● **Exercise requirements**: Transcribe only what runs from the line including "If you could mark the green vegetation" through the last line of the entries, exactly as it appears.

-------- Entries supplied --------

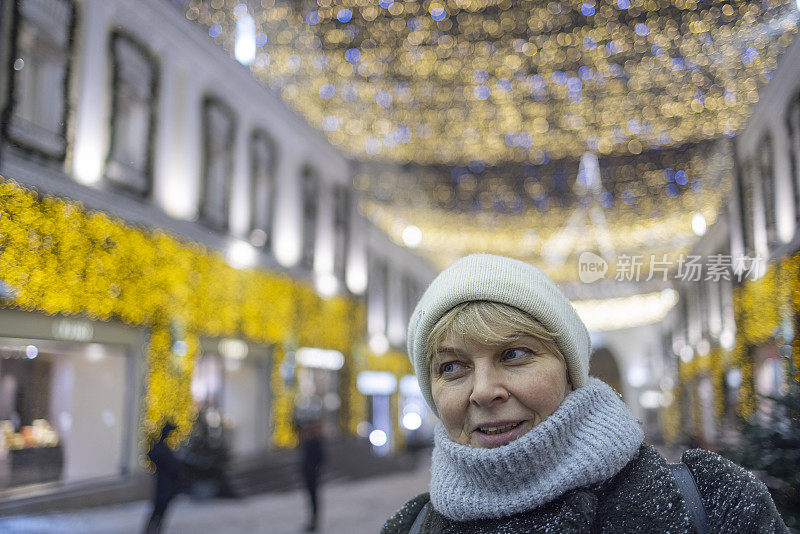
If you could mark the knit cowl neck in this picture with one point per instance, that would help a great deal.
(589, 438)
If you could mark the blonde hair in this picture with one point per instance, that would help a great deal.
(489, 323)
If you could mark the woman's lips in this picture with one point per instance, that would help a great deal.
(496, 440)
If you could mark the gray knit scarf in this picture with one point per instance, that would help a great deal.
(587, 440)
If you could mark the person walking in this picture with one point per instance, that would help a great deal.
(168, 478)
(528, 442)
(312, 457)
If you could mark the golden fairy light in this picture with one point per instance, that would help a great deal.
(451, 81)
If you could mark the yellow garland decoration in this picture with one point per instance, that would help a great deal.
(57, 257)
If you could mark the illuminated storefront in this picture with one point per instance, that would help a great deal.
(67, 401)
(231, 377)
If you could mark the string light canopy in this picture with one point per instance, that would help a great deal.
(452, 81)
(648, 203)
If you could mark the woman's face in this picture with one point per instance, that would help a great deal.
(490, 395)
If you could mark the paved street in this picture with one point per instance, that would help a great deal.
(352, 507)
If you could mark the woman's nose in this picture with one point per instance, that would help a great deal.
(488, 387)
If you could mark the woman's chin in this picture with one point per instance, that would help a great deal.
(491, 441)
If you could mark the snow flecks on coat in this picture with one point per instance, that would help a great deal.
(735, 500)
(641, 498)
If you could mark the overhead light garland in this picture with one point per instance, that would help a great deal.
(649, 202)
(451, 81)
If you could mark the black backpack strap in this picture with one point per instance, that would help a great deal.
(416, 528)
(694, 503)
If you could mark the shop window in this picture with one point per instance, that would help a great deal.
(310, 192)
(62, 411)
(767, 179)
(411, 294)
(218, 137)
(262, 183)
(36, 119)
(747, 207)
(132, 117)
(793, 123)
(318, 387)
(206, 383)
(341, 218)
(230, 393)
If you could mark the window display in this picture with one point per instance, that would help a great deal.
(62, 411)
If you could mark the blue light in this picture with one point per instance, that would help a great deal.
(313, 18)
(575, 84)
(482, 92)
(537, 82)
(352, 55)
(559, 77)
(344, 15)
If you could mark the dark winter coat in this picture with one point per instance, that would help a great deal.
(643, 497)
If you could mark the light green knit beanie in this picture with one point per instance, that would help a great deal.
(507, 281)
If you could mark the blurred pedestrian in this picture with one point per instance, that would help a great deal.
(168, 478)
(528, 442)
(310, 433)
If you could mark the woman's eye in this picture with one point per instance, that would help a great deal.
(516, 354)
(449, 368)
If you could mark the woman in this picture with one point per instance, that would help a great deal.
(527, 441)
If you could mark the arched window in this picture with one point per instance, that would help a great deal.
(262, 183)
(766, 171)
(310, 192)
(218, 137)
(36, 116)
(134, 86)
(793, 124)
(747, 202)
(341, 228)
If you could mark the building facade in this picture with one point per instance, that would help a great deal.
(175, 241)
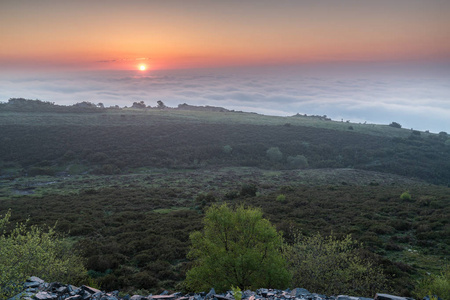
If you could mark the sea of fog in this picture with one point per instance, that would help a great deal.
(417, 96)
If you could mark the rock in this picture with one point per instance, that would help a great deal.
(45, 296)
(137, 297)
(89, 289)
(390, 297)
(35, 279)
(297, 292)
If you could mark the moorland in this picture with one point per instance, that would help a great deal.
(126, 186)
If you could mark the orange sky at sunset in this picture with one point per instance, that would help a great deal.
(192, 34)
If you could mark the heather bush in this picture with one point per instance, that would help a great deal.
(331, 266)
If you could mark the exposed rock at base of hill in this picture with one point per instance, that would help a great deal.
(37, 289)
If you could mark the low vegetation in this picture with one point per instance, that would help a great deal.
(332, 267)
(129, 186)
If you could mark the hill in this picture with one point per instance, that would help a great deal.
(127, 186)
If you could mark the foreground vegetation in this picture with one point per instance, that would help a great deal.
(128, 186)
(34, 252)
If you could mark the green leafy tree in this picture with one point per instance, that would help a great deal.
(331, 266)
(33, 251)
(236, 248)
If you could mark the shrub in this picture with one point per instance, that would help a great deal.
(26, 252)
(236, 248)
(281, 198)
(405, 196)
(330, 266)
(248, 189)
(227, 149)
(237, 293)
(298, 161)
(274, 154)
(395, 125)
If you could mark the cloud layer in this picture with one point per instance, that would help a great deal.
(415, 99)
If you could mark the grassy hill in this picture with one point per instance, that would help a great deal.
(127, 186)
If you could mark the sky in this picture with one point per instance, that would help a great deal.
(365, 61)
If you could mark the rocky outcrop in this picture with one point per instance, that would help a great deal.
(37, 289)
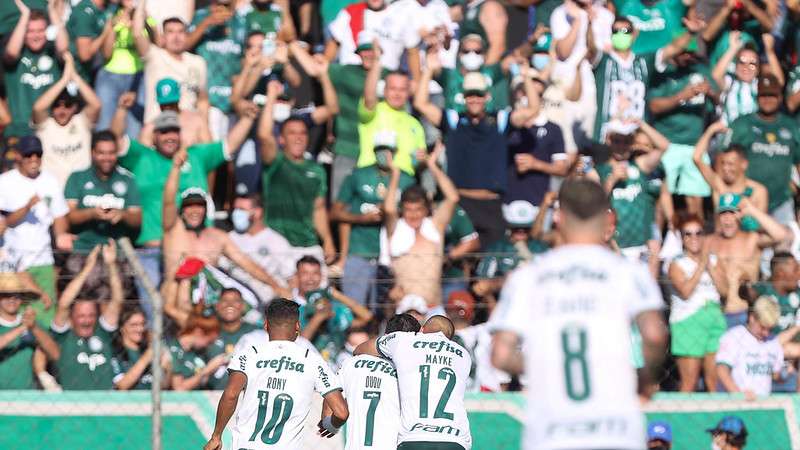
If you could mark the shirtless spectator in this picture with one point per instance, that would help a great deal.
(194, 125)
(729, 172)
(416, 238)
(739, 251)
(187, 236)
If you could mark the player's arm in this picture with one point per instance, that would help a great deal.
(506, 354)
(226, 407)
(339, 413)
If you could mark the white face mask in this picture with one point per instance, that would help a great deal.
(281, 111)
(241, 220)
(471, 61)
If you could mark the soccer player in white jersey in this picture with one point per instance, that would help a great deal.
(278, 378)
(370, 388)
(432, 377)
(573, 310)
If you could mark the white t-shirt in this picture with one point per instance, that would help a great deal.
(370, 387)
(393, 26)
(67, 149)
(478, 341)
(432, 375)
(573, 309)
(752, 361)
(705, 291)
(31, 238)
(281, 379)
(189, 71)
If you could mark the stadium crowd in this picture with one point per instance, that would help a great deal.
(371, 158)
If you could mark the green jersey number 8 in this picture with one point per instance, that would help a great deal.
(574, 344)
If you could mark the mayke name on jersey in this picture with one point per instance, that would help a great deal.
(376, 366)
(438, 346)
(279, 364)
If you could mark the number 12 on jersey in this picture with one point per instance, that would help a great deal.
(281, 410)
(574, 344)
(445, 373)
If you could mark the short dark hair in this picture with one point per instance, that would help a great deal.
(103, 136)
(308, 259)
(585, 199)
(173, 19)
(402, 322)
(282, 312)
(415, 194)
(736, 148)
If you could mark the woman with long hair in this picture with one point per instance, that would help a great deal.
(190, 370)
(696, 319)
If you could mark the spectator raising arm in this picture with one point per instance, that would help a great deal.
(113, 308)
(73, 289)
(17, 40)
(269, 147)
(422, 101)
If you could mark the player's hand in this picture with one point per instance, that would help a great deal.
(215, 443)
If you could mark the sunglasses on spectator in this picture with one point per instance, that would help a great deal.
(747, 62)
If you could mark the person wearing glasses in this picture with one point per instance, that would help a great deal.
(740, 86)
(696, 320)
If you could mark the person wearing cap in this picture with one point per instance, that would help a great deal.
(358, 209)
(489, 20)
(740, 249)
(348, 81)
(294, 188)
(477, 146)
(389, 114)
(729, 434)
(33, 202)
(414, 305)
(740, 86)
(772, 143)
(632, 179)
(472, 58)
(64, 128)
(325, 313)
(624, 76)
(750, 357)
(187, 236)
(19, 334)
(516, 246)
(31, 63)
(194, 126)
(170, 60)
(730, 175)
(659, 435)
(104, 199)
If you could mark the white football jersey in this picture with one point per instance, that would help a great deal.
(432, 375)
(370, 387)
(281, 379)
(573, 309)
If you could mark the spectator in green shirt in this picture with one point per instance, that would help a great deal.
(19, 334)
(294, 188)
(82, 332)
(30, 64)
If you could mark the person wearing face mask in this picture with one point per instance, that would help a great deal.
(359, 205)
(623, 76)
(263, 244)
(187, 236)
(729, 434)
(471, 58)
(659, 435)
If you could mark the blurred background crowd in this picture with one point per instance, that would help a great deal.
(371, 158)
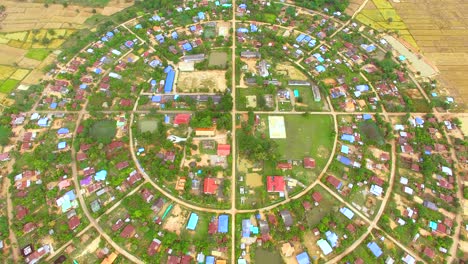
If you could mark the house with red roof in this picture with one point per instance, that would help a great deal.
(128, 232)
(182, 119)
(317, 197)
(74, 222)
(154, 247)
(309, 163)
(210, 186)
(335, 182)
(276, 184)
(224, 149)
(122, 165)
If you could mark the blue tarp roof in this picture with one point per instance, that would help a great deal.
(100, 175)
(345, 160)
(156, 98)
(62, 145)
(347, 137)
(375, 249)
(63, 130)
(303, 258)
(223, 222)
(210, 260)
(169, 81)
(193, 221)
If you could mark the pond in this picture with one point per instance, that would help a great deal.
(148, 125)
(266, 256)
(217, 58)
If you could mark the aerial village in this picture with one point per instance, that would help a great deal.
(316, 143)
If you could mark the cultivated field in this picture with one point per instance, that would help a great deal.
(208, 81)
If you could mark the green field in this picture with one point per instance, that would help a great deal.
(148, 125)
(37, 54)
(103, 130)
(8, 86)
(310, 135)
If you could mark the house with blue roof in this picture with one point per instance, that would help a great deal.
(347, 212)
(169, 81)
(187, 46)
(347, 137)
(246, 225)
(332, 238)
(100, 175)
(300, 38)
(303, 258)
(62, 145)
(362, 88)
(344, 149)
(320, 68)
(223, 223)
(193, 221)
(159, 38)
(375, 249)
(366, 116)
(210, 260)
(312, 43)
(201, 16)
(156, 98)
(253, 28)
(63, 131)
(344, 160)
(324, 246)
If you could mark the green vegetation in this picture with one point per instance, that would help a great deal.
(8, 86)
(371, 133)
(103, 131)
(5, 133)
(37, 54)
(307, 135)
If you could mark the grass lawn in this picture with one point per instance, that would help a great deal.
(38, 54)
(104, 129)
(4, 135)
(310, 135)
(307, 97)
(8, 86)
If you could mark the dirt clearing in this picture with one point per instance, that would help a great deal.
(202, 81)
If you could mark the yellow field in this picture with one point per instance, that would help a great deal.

--------

● **Completed exercise**:
If you could mark the green vegetation in this picture with one point per instance, that would help a great deal.
(8, 86)
(371, 133)
(103, 131)
(5, 133)
(37, 54)
(307, 135)
If you could mark the grass lawn in this picture with one point per instance, that would help a great deal.
(38, 54)
(104, 129)
(4, 135)
(310, 135)
(307, 97)
(8, 86)
If you could mark the dirt clearing in this picture with one point per instance, that would help a great deal.
(202, 81)
If you could mark the yellow field in this picture with one point per instance, that would help a great deal.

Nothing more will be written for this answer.